:: Extract provided ::
********************

The local health department wants to investigate whether there is an association between eating at fast-food restaurants and gender. They conduct a survey of 100 randomly selected people and ask each person the following question: “Do you eat at a fast-food restaurant at least once a week?”
(a) What type of data (categorical or numerical) will result from the question?
Sixty of the people who responded were men. Fifty-four percent of the 100 people surveyed eat at a fast-food restaurant at least once a week.
(b) If there were no association between gender and eating at fast-food restaurants, what percentage of males would be expected to eat at a fast-food restaurant at least once a week? Explain.
The survey results are displayed in the table below. Respondents are classified by gender (male or female) and whether or not they eat at a fast-food restaurant at least once a week.
Eat at a Fast-Food Restaurant at Least Once a Week
Gender | Yes | No | Total |
Male | 40 | 20 | 60 |
Female | 14 | 26 | 40 |
Total | 54 | 46 | 100 |
(c) Use the information in the table to answer the following questions.
(i) Among the males surveyed, what percentage said they eat at a fast-food restaurant at least once a week?
(ii) Among the females surveyed, what percentage said they eat at a fast-food restaurant at least once a week?
(d) Does there appear to be an association between gender and eating at a fast-food restaurant at least once a week? Justify your answer.
Overview of the question
This question is designed to assess the student’s ability to:
1. Identify what type of data (categorical or numerical) will result from a survey question (Part (a)).
2. Identify the value of a row relative frequency that would be consistent with no association (Part (b)).
3. Calculate row relative frequencies for a given two-way table (Part (c)).

********************

:: Data to use ::
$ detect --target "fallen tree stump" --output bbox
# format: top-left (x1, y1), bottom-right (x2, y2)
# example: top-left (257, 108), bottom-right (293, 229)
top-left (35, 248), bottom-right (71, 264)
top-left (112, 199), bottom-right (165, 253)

********************

:: Challenges ::
1/ In the fast-food survey exercise, rewrite the stretch from "(b) If there" through "they eat at a fast-food restaurant at least once a week.", replacing "survey results" with "poll results".
2/ Reproduce every row of Block 1 word for word.
The fast-food survey exercise and the rows come from separate sources.

:: Answers to the problems ::
1/
(b) If there were no association between gender and eating at fast-food restaurants, what percentage of males would be expected to eat at a fast-food restaurant at least once a week? Explain.
The poll results are displayed in the table below. Respondents are classified by gender (male or female) and whether or not they eat at a fast-food restaurant at least once a week.

2/
$ detect --target "fallen tree stump" --output bbox
# format: top-left (x1, y1), bottom-right (x2, y2)
# example: top-left (257, 108), bottom-right (293, 229)
top-left (35, 248), bottom-right (71, 264)
top-left (112, 199), bottom-right (165, 253)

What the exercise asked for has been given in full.